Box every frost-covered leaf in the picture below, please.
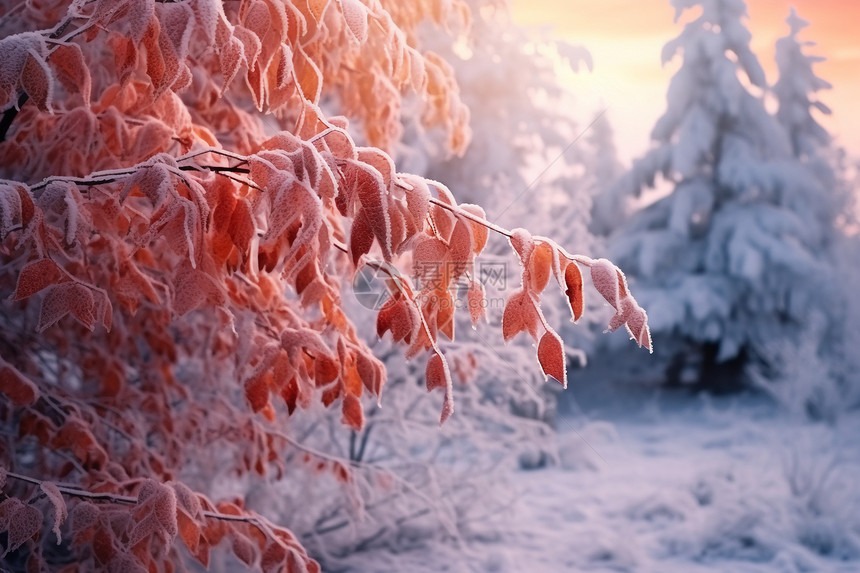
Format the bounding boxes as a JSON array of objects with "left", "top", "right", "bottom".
[
  {"left": 39, "top": 481, "right": 69, "bottom": 545},
  {"left": 502, "top": 290, "right": 540, "bottom": 342},
  {"left": 349, "top": 211, "right": 373, "bottom": 267},
  {"left": 37, "top": 282, "right": 96, "bottom": 332},
  {"left": 376, "top": 297, "right": 419, "bottom": 344},
  {"left": 591, "top": 259, "right": 621, "bottom": 309},
  {"left": 341, "top": 394, "right": 364, "bottom": 432},
  {"left": 0, "top": 503, "right": 42, "bottom": 559},
  {"left": 340, "top": 0, "right": 367, "bottom": 44},
  {"left": 466, "top": 281, "right": 487, "bottom": 326},
  {"left": 0, "top": 358, "right": 39, "bottom": 406},
  {"left": 21, "top": 52, "right": 54, "bottom": 111},
  {"left": 564, "top": 263, "right": 585, "bottom": 322},
  {"left": 50, "top": 42, "right": 92, "bottom": 105},
  {"left": 508, "top": 229, "right": 535, "bottom": 264},
  {"left": 425, "top": 353, "right": 450, "bottom": 392},
  {"left": 12, "top": 259, "right": 71, "bottom": 300}
]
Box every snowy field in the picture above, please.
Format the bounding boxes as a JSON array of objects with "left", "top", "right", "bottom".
[{"left": 340, "top": 388, "right": 860, "bottom": 573}]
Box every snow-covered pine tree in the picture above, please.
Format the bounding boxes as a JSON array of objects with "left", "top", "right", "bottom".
[{"left": 611, "top": 0, "right": 832, "bottom": 387}]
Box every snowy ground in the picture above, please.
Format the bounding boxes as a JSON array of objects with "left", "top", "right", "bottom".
[{"left": 340, "top": 388, "right": 860, "bottom": 573}]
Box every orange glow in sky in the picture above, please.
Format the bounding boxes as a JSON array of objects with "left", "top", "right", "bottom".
[{"left": 512, "top": 0, "right": 860, "bottom": 160}]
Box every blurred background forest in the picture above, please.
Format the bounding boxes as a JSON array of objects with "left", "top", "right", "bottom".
[{"left": 0, "top": 0, "right": 860, "bottom": 573}]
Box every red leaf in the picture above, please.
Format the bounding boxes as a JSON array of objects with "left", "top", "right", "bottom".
[
  {"left": 0, "top": 358, "right": 39, "bottom": 406},
  {"left": 528, "top": 242, "right": 553, "bottom": 293},
  {"left": 426, "top": 353, "right": 454, "bottom": 424},
  {"left": 591, "top": 259, "right": 621, "bottom": 310},
  {"left": 341, "top": 394, "right": 364, "bottom": 432},
  {"left": 346, "top": 160, "right": 391, "bottom": 261},
  {"left": 425, "top": 354, "right": 451, "bottom": 392},
  {"left": 0, "top": 503, "right": 42, "bottom": 558},
  {"left": 466, "top": 281, "right": 487, "bottom": 326},
  {"left": 349, "top": 211, "right": 373, "bottom": 266},
  {"left": 12, "top": 259, "right": 71, "bottom": 300},
  {"left": 21, "top": 53, "right": 54, "bottom": 111},
  {"left": 376, "top": 297, "right": 418, "bottom": 344},
  {"left": 245, "top": 375, "right": 269, "bottom": 412},
  {"left": 448, "top": 219, "right": 472, "bottom": 281},
  {"left": 340, "top": 0, "right": 367, "bottom": 44},
  {"left": 37, "top": 282, "right": 96, "bottom": 332},
  {"left": 39, "top": 481, "right": 69, "bottom": 545},
  {"left": 564, "top": 263, "right": 585, "bottom": 322},
  {"left": 502, "top": 290, "right": 540, "bottom": 342},
  {"left": 538, "top": 330, "right": 567, "bottom": 388},
  {"left": 508, "top": 229, "right": 535, "bottom": 262},
  {"left": 460, "top": 203, "right": 489, "bottom": 255},
  {"left": 50, "top": 42, "right": 92, "bottom": 105}
]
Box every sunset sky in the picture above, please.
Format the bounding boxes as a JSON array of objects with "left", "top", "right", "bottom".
[{"left": 513, "top": 0, "right": 860, "bottom": 160}]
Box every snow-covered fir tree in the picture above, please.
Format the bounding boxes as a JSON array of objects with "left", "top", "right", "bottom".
[{"left": 611, "top": 0, "right": 833, "bottom": 387}]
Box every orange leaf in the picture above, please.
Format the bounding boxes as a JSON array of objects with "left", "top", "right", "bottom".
[
  {"left": 460, "top": 203, "right": 489, "bottom": 255},
  {"left": 425, "top": 354, "right": 450, "bottom": 392},
  {"left": 0, "top": 358, "right": 39, "bottom": 406},
  {"left": 349, "top": 211, "right": 373, "bottom": 266},
  {"left": 50, "top": 42, "right": 92, "bottom": 105},
  {"left": 21, "top": 53, "right": 54, "bottom": 111},
  {"left": 528, "top": 242, "right": 553, "bottom": 293},
  {"left": 591, "top": 259, "right": 623, "bottom": 310},
  {"left": 502, "top": 290, "right": 540, "bottom": 342},
  {"left": 37, "top": 282, "right": 96, "bottom": 332},
  {"left": 564, "top": 263, "right": 584, "bottom": 322},
  {"left": 341, "top": 394, "right": 364, "bottom": 432},
  {"left": 466, "top": 281, "right": 487, "bottom": 326}
]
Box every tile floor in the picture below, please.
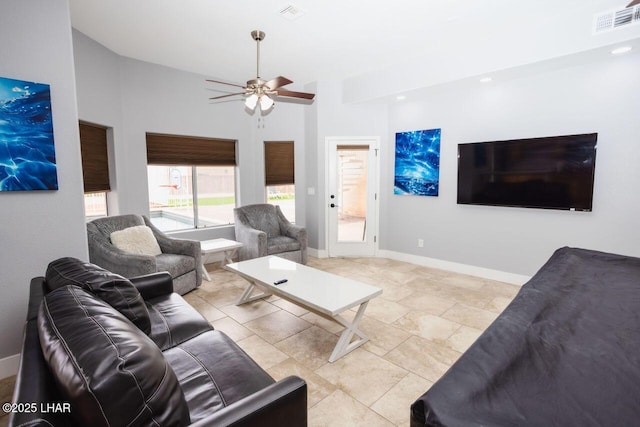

▬▬▬▬▬▬

GIVEN PROBLEM: Pull out every line in the entries above that contains the string "tree", copying each one in full. The match is case-sensitive.

WRITTEN SOLUTION:
Box every snow-covered pine tree in the picture above, please.
Box every snow-covered fir tree in the picture above, please.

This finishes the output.